> _What you will do_
Find the line that contains "Thanks for the photo. Could you please mark the park". Output it and every line after it to the end of the records, exactly as they appear.
══ Source data ══
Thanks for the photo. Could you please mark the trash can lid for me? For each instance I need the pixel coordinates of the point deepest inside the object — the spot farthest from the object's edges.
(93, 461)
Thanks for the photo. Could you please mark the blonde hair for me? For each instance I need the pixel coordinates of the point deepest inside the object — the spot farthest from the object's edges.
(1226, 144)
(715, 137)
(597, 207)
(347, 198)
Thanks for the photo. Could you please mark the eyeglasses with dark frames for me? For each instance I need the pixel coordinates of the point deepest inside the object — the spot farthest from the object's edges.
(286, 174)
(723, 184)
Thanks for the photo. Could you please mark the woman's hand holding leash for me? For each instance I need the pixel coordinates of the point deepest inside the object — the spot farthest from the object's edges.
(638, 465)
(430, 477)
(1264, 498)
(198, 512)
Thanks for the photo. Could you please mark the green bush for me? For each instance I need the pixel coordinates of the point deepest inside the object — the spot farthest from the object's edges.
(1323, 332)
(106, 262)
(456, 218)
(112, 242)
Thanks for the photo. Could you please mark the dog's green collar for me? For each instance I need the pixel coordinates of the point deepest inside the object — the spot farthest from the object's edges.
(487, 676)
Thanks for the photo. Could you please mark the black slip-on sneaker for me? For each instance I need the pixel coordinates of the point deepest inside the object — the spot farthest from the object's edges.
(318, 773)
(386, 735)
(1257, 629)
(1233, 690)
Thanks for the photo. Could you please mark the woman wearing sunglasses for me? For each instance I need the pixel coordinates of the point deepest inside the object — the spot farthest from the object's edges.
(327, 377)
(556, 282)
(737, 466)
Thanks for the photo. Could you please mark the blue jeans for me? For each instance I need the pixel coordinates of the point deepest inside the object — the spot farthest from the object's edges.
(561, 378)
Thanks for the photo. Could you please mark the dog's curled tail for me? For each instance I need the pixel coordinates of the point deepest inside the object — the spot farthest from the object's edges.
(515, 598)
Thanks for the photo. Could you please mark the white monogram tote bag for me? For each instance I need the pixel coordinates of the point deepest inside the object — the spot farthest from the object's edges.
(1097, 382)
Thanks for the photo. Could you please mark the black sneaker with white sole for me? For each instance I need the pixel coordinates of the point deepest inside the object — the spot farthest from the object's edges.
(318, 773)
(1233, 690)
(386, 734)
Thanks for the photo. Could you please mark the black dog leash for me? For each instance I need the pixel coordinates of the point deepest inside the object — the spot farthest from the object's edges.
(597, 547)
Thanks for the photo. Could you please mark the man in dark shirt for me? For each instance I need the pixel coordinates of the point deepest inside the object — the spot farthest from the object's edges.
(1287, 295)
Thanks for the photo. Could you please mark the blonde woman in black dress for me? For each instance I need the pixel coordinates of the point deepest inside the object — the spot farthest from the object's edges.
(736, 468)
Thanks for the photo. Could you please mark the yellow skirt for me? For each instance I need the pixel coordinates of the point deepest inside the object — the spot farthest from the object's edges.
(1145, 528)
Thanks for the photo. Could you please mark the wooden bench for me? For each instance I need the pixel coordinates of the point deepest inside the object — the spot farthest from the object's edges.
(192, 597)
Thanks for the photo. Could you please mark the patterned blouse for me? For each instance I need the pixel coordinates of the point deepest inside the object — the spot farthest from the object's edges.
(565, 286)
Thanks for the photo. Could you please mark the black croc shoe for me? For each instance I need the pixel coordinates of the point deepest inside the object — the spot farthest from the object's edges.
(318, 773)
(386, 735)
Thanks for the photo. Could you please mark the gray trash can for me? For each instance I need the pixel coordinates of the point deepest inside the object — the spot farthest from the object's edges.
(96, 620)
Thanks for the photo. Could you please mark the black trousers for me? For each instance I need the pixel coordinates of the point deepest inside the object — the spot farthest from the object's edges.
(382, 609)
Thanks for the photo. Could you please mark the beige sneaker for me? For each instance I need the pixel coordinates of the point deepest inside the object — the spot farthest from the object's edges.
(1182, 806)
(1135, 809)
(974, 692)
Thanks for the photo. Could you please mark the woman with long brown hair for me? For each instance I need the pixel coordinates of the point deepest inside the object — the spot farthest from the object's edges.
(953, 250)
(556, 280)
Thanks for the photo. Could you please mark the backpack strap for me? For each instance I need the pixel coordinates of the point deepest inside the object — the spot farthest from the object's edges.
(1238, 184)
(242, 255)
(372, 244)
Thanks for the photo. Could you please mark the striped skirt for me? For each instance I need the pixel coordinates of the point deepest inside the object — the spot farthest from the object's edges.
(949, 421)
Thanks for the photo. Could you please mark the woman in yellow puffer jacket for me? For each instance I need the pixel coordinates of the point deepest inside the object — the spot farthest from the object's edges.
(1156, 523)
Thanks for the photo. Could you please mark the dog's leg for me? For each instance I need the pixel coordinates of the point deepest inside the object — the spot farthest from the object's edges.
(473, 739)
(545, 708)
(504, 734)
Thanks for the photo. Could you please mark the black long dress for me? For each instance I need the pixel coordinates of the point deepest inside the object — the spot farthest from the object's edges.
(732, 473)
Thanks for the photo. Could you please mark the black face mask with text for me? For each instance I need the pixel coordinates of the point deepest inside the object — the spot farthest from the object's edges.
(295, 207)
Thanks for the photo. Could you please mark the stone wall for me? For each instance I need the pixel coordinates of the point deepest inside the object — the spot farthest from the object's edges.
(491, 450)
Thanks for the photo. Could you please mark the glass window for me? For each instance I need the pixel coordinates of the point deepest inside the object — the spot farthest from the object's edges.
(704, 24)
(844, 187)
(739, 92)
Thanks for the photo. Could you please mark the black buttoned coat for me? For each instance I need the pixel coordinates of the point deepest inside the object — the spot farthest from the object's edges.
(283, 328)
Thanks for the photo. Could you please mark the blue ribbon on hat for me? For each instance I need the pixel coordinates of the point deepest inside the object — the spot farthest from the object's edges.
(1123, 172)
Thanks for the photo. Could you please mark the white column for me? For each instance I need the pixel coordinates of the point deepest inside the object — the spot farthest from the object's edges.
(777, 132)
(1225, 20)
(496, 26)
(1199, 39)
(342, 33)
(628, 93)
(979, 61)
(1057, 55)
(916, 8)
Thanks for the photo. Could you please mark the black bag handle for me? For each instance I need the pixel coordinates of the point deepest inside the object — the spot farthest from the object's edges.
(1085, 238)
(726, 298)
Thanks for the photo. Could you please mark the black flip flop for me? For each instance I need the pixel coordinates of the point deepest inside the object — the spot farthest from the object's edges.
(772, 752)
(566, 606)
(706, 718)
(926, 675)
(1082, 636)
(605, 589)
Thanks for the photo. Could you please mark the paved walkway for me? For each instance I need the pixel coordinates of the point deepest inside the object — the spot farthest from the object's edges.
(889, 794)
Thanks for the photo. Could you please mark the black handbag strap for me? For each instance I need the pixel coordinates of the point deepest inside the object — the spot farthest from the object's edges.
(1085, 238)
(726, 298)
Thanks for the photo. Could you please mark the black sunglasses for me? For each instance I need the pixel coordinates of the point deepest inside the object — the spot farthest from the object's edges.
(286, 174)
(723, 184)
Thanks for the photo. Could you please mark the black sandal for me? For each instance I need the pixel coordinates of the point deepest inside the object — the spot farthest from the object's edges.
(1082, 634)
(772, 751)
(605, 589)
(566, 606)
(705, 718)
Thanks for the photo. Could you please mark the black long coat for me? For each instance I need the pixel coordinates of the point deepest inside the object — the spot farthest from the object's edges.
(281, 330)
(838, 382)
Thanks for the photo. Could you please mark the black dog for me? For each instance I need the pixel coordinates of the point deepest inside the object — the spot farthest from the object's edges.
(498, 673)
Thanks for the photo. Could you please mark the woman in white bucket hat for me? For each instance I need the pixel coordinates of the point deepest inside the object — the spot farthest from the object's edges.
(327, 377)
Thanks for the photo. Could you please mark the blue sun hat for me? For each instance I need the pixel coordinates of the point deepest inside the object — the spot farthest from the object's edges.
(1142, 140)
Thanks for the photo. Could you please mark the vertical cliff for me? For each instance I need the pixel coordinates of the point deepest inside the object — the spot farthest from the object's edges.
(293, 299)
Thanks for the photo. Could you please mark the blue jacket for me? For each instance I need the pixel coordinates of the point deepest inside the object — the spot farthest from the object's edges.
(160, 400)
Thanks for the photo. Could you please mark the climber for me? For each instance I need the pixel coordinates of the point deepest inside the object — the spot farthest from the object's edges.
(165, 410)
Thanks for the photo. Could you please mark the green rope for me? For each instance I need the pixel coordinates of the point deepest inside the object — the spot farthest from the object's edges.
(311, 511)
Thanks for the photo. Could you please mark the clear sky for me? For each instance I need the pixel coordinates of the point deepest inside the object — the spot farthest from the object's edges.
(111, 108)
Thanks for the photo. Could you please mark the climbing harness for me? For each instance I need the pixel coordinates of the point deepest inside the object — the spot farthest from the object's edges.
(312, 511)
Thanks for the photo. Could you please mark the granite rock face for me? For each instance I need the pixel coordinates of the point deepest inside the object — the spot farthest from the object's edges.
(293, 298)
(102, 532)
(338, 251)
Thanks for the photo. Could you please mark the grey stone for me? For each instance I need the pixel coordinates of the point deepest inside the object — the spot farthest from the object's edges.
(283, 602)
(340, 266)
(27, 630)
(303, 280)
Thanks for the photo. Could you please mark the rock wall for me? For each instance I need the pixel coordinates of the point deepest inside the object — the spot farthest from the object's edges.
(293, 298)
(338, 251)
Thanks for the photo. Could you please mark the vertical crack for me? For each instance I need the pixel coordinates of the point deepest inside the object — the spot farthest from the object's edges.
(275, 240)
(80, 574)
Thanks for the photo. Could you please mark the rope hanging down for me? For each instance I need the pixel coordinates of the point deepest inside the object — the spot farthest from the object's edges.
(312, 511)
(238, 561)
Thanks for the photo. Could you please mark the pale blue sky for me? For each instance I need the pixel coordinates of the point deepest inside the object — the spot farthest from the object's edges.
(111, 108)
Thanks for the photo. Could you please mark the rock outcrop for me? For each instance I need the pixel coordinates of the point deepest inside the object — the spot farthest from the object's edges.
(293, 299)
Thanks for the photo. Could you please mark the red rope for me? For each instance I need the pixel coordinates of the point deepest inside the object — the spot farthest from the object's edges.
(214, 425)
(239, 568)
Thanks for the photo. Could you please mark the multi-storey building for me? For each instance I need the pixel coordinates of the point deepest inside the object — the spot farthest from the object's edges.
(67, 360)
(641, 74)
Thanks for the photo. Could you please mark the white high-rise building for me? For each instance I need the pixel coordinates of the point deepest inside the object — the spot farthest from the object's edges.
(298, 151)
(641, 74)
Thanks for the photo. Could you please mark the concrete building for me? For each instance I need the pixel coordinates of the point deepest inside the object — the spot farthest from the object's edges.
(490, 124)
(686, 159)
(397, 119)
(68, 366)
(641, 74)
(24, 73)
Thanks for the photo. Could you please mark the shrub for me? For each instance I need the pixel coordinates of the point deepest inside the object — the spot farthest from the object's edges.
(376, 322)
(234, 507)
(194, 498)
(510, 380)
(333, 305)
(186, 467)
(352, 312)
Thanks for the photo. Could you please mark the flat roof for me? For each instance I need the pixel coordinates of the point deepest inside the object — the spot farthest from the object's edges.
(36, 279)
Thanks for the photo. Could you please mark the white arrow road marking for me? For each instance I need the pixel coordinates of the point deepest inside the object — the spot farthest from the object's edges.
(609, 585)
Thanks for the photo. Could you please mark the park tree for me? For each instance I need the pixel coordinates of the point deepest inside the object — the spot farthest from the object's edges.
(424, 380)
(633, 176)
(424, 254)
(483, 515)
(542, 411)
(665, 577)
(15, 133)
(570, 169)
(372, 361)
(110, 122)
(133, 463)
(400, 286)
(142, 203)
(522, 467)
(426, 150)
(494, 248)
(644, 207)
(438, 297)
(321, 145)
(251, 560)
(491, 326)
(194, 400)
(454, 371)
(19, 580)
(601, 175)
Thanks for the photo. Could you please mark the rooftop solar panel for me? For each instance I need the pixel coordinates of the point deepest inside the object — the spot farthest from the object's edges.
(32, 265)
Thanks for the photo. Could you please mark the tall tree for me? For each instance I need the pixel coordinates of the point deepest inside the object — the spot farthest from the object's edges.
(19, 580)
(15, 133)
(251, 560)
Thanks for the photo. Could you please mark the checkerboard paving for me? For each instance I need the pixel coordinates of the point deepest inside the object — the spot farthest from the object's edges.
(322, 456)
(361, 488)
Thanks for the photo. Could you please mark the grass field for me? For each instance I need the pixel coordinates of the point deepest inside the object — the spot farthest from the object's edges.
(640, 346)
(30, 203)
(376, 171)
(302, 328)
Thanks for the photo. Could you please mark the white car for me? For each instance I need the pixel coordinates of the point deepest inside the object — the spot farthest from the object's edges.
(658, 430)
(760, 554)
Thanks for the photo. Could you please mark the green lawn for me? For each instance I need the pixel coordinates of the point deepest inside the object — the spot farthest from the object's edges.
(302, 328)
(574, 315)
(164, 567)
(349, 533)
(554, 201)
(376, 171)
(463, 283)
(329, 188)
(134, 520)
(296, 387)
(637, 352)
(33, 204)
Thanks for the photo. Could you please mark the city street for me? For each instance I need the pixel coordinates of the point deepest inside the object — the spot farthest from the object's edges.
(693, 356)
═══
> _Finished exercise_
Thanks for the photo. Could you please mark the park tree for me? For each instance I need the pixel coordinates of the point deepest inside the object — the spot farthest from the object's edges.
(424, 380)
(633, 176)
(424, 254)
(483, 515)
(542, 411)
(665, 577)
(15, 133)
(570, 169)
(372, 361)
(110, 122)
(133, 463)
(400, 286)
(142, 203)
(522, 467)
(426, 150)
(494, 248)
(644, 207)
(438, 297)
(321, 145)
(251, 560)
(491, 326)
(194, 400)
(454, 371)
(19, 580)
(601, 175)
Thanks for the photo. Could you please mark the rooftop solar panel for me? For each instance I need the pixel coordinates of the point deepest inside the object — the spot farthest from the object's edges.
(32, 265)
Thanks for the photo. Could you please mark the tall tree for me? For each instance I need the pixel coordinates of the point deepest inside the object — the spot farthest from the object's edges.
(19, 580)
(15, 133)
(251, 560)
Thanks for the photo. Could you please mark the checkerboard paving for me? For each instance I need the pixel coordinates of the point deepest inside the object — the spot farthest from the object's edges.
(322, 456)
(361, 488)
Thanks for the photo. Could you please mark the grass field for me? For each instance I need the pixel coordinates of the point deepest inside the object — the spot farthest from the object's edges.
(640, 346)
(30, 203)
(376, 171)
(302, 328)
Thanks for the photo. Could you please mark the white car for me? For each instance I need the pixel coordinates of the point deepest inside the object — the spot farthest from the object's edges.
(658, 430)
(760, 554)
Thanks for the photo. Could you please mark the green lawn for me? For each instance I need the pixel coordinates of the point deepest inside the object — the spot farthest from the object's edges.
(302, 328)
(574, 315)
(164, 567)
(349, 533)
(554, 201)
(376, 171)
(463, 283)
(329, 188)
(134, 520)
(296, 387)
(637, 352)
(33, 204)
Thanks for the photo. Could you please mark the city street for me? For each instance I need the pixel coordinates of the point deepest inside the object — the spot farthest from the object's edges.
(693, 356)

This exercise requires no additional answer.